(A block of data)
++++

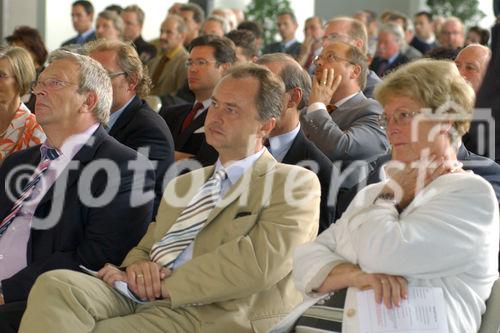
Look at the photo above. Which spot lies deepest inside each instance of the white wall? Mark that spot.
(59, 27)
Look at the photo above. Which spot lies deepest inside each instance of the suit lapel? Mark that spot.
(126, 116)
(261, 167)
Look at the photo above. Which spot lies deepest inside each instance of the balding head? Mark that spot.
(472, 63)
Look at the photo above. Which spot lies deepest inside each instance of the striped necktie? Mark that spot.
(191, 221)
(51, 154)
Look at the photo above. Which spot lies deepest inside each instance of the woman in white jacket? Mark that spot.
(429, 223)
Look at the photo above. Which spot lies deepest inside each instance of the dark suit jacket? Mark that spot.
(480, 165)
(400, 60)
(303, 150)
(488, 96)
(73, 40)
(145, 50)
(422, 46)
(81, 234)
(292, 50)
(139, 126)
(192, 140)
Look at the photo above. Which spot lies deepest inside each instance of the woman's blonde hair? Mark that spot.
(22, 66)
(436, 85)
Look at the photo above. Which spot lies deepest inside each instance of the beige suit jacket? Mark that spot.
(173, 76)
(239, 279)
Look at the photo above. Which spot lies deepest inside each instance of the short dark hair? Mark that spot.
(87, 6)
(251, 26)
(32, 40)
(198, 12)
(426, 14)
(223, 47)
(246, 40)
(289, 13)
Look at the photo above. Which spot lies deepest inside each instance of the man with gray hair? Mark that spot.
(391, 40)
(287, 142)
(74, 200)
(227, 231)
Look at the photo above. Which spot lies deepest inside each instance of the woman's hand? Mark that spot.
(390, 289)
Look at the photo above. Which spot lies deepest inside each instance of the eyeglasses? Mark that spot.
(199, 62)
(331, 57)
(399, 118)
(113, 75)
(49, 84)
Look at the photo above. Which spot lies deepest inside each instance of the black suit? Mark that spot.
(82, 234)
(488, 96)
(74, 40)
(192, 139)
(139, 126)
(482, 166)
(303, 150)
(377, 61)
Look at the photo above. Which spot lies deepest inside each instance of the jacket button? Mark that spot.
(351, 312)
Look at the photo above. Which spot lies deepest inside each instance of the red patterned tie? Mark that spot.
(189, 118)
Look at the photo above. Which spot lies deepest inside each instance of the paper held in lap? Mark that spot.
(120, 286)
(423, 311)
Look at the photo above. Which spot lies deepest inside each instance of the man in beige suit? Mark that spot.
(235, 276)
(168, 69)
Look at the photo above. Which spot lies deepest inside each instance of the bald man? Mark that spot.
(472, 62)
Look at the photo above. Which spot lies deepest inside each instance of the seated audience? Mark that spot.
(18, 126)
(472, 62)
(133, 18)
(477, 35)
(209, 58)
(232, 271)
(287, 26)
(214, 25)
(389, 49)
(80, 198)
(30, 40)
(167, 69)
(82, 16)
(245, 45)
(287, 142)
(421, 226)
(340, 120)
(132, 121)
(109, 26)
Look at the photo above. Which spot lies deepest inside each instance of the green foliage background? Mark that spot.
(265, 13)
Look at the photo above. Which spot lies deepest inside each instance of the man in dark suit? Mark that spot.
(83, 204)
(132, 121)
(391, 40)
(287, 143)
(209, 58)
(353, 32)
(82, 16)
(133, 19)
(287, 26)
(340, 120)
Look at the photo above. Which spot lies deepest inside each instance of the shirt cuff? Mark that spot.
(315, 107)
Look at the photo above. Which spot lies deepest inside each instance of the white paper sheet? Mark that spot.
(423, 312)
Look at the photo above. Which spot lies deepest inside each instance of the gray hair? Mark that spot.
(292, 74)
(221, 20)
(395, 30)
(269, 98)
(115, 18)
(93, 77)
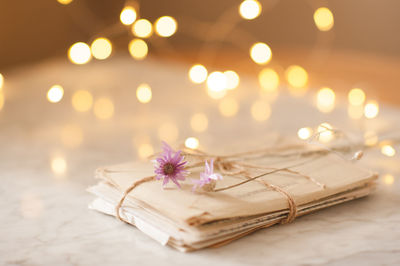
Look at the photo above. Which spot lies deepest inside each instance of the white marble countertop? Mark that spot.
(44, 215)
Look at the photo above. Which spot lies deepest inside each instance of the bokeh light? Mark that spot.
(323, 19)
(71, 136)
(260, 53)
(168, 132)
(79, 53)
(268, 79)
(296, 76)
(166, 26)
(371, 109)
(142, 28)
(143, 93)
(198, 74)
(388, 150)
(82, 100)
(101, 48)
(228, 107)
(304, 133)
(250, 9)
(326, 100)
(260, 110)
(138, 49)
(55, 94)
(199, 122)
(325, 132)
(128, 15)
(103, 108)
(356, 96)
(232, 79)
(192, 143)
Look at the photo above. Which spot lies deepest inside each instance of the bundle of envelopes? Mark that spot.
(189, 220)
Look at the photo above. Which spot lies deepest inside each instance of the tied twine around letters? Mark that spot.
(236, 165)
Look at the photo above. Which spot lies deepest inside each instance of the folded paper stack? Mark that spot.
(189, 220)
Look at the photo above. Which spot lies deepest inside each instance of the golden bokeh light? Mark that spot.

++++

▸ WHAT TO PRODUCE:
Extract the full listing exactly, with the pictures left out.

▸ THE SOLUTION:
Look at the photo above. Which spot lies deepest inside each instance of the white wall? Mark that spot.
(59, 27)
Look at the photo above. Which spot lies deepest inside each instance of the suit lapel? Mark that spot.
(126, 116)
(261, 167)
Look at the photo above. Which spot lies deepest inside each instance of the balding head? Mark that spot.
(472, 63)
Look at the photo above. Which spot lies deepest inside each instance of the striped necktie? Mark that spot.
(191, 221)
(51, 154)
Look at the photo above. Which spot lies deepest inside each instance of the woman in white jacket? Mark that spot.
(429, 223)
Look at the photo above. Which spot lies deepest inside each instance of the dark suit jacket? Mark that spot.
(480, 165)
(400, 60)
(303, 150)
(488, 96)
(73, 40)
(145, 50)
(422, 46)
(81, 234)
(292, 50)
(139, 126)
(192, 140)
Look at the photo above. Which spot lies deepest inside each instance of the woman's blonde hair? Mark that spot.
(22, 66)
(436, 85)
Look at the photo above. Which spot lies deepest inside each instance of the beige suit jacket? Mark that spot.
(173, 76)
(239, 279)
Look at the photo above. Which spot lies deepest inside each instance of the short dark hair? Mark that spot.
(87, 6)
(251, 26)
(32, 40)
(198, 12)
(426, 14)
(223, 47)
(246, 40)
(289, 13)
Look at the photo above. Which spot lies deepest inside each instance of the man with gray hair? Mark that spot.
(391, 40)
(287, 142)
(74, 200)
(227, 231)
Look at the photo above. Which spot lies deepest inside each instance of the woman's hand? Mark that spot.
(390, 289)
Look at the photo above. Which spot lies deepest inside each instance of the eyeglasses? Mark that spot.
(199, 62)
(331, 57)
(399, 118)
(113, 75)
(49, 84)
Look at the photo above. Which spot lies deepest inside each instance of the black suit? Mark that spot.
(82, 234)
(488, 96)
(74, 40)
(192, 139)
(139, 126)
(482, 166)
(303, 150)
(377, 61)
Look at the photo above. Which spot lies deepest inside each instance of the jacket button? Mark that spot.
(351, 312)
Look at the photo above. Which spot lies deepest inside each instance of the red patterned tie? Mark that spot.
(189, 118)
Look at the photo above. Which spot lies deepest inside each instance of the paper held in lap? Mark that spot.
(120, 286)
(423, 311)
Look at the photo above. Which spot lies deepest inside each instance of the man in beige suit? Mark that spot.
(235, 276)
(168, 69)
Look at the photo above. Which spot lies deepest inside each instance of the bald man? Mark that spot.
(472, 62)
Look at the photo above. Which spot lies deepest inside each instance of the seated audience? Mark that spot.
(18, 126)
(472, 62)
(133, 18)
(477, 35)
(209, 58)
(232, 271)
(287, 26)
(214, 25)
(389, 49)
(80, 198)
(30, 40)
(167, 69)
(82, 16)
(245, 45)
(287, 142)
(421, 226)
(340, 120)
(132, 121)
(109, 26)
Look at the photo above. Which spot lies deepest inside each instance of the green foliage background? Mark that spot.
(265, 13)
Look at the photo above. Which spot lies deepest inside each instance of the man in dark suit? Mark that spot.
(83, 204)
(132, 121)
(391, 40)
(287, 143)
(209, 58)
(353, 32)
(82, 16)
(133, 19)
(287, 26)
(340, 120)
Look at the photo above. Which spot lies deepest inside each instance of the shirt cuff? Mark that spot.
(315, 107)
Look at the photo above. Which spot lies deepest inside each instance of the white paper sheet? Mark that spot.
(423, 312)
Look at the photo above. Which spot lies deepest inside each instance of the gray hair? Mark that spot.
(292, 74)
(221, 20)
(395, 30)
(269, 98)
(115, 18)
(93, 77)
Look at the photo above. Which spot lies deepest inside each instance of the white marble countertop? Mark that spot.
(44, 215)
Look at the photo above. Which spot lies deepest inside each instance of the bokeh light? Mark that spot.
(323, 19)
(71, 136)
(260, 53)
(168, 132)
(79, 53)
(268, 79)
(296, 76)
(166, 26)
(371, 109)
(142, 28)
(143, 93)
(198, 74)
(388, 150)
(82, 100)
(101, 48)
(228, 107)
(304, 133)
(250, 9)
(326, 100)
(260, 110)
(138, 49)
(55, 94)
(199, 122)
(325, 132)
(128, 15)
(103, 108)
(356, 96)
(232, 79)
(192, 143)
Look at the photo above. Which spot lies deepest inside each instance of the bundle of envelopes? Mark that spot.
(189, 220)
Look at the photo above. Which spot lies deepest inside each instance of the tied twine around letters? Mark that spot.
(236, 165)
Look at the photo above. Which spot lies deepest inside each instance of the folded paper stack? Mark that spot.
(189, 220)
Look at the photo above. Which spot lies deepest inside each instance of the golden bokeh light? Mark that spot.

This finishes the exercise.